■ **Recorded information**
__________________________________________________

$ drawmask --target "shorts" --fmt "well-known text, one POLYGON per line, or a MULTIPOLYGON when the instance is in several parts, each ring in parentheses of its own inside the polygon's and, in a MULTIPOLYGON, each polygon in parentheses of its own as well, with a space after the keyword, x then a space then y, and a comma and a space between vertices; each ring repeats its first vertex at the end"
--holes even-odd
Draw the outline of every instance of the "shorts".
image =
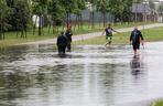
POLYGON ((111 40, 112 40, 112 35, 106 35, 106 41, 107 42, 111 42, 111 40))
POLYGON ((139 50, 139 49, 140 49, 140 43, 132 44, 132 47, 133 47, 134 51, 135 51, 135 50, 139 50))

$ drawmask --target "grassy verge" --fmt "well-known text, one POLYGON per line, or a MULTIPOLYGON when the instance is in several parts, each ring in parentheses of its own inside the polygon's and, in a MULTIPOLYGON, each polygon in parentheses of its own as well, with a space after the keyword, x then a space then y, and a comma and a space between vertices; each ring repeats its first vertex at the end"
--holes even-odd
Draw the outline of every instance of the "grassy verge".
POLYGON ((163 106, 163 100, 159 100, 159 102, 152 104, 152 106, 163 106))
MULTIPOLYGON (((163 41, 163 28, 153 28, 142 31, 145 42, 163 41)), ((129 44, 130 32, 113 34, 112 43, 116 44, 129 44)), ((85 40, 77 41, 74 44, 105 44, 105 35, 85 40)))
MULTIPOLYGON (((150 24, 151 22, 146 23, 150 24)), ((138 22, 137 25, 141 25, 142 22, 138 22)), ((120 28, 129 28, 129 26, 133 26, 135 25, 134 22, 131 23, 117 23, 113 25, 115 29, 120 29, 120 28)), ((74 25, 73 25, 74 26, 74 25)), ((95 28, 91 29, 91 26, 89 26, 88 24, 84 24, 83 28, 80 28, 79 30, 76 28, 72 28, 74 30, 74 34, 82 34, 82 33, 90 33, 90 32, 98 32, 98 31, 102 31, 102 24, 96 23, 95 28)), ((62 26, 58 28, 58 32, 61 32, 63 29, 62 26)), ((20 35, 17 38, 17 32, 7 32, 6 33, 6 40, 0 41, 0 46, 10 46, 13 44, 20 44, 20 43, 24 43, 24 42, 32 42, 32 41, 40 41, 40 40, 46 40, 46 39, 52 39, 52 38, 56 38, 58 35, 58 32, 54 32, 48 31, 48 28, 44 28, 44 35, 37 35, 37 30, 35 31, 35 34, 33 35, 32 31, 28 31, 28 38, 26 39, 21 39, 20 35)))

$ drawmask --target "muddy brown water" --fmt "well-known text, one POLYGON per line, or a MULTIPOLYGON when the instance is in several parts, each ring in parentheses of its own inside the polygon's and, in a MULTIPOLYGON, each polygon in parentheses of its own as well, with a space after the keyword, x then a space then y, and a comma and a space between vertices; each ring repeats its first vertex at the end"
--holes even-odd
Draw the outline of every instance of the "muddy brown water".
POLYGON ((163 97, 163 42, 0 50, 0 106, 117 106, 163 97))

__________________________________________________

Lay out the rows above as a JSON list of strings, one string for each line and no blank lines. Leave the pictures out.

[
  "$ drawmask --target \"shorts\" --fmt \"well-known text, one POLYGON per line, or a MULTIPOLYGON when the instance is in several parts, each ring in parentheses of its own inside the polygon's and, in a MULTIPOLYGON, each polygon in parentheses of its own as well, with a space after the keyword, x then a space then y, and a comma and a space between vertices; each ring repeats its first vertex at the end\"",
  "--holes even-odd",
  "Draw the outline of every instance of the \"shorts\".",
  "image =",
  "POLYGON ((111 40, 112 40, 112 35, 106 35, 106 41, 107 42, 111 42, 111 40))",
  "POLYGON ((139 50, 139 49, 140 49, 140 43, 132 44, 132 47, 133 47, 134 51, 135 51, 135 50, 139 50))",
  "$ drawmask --target \"grassy verge\" --fmt \"well-known text, one POLYGON per line, or a MULTIPOLYGON when the instance is in several parts, each ring in parentheses of its own inside the polygon's and, in a MULTIPOLYGON, each polygon in parentheses of its own as well, with a space after the keyword, x then a space then y, and a comma and a space between vertices; each ring repeats its first vertex at the end\"",
  "--holes even-odd",
  "Draw the outline of every instance of the \"grassy verge\".",
  "POLYGON ((163 106, 163 100, 159 100, 159 102, 152 104, 152 106, 163 106))",
  "MULTIPOLYGON (((163 41, 163 28, 153 28, 142 31, 145 42, 163 41)), ((129 44, 130 32, 113 34, 112 43, 116 44, 129 44)), ((85 40, 77 41, 74 44, 105 44, 105 35, 85 40)))",
  "MULTIPOLYGON (((150 24, 151 22, 146 23, 150 24)), ((138 22, 137 25, 141 25, 142 22, 138 22)), ((120 28, 129 28, 129 26, 133 26, 135 25, 134 22, 131 23, 117 23, 113 25, 115 29, 120 29, 120 28)), ((74 25, 73 25, 74 26, 74 25)), ((95 28, 91 29, 91 26, 89 26, 88 24, 84 24, 83 28, 80 28, 79 30, 76 28, 72 28, 74 30, 74 34, 82 34, 82 33, 90 33, 90 32, 98 32, 98 31, 102 31, 102 24, 96 23, 95 28)), ((62 26, 58 28, 58 32, 61 32, 63 29, 62 26)), ((20 35, 17 38, 17 32, 7 32, 6 33, 6 40, 0 41, 0 46, 10 46, 13 44, 20 44, 20 43, 24 43, 24 42, 32 42, 32 41, 40 41, 40 40, 46 40, 46 39, 52 39, 52 38, 56 38, 58 35, 58 32, 54 32, 48 31, 48 28, 44 28, 44 35, 37 35, 37 30, 35 31, 35 34, 33 35, 32 31, 28 31, 28 38, 26 39, 21 39, 20 35)))",
  "$ drawmask --target \"muddy brown water\" --fmt \"well-known text, one POLYGON per line, or a MULTIPOLYGON when the instance is in several parts, each ring in parentheses of its own inside the polygon's and, in a MULTIPOLYGON, each polygon in parentheses of its own as well, with a space after the keyword, x then a space then y, and a comma and a space between vertices; each ring repeats its first vertex at the end\"",
  "--holes even-odd",
  "Draw the outline of every instance of the \"muddy brown water\".",
  "POLYGON ((163 97, 163 42, 0 50, 0 106, 117 106, 163 97))"
]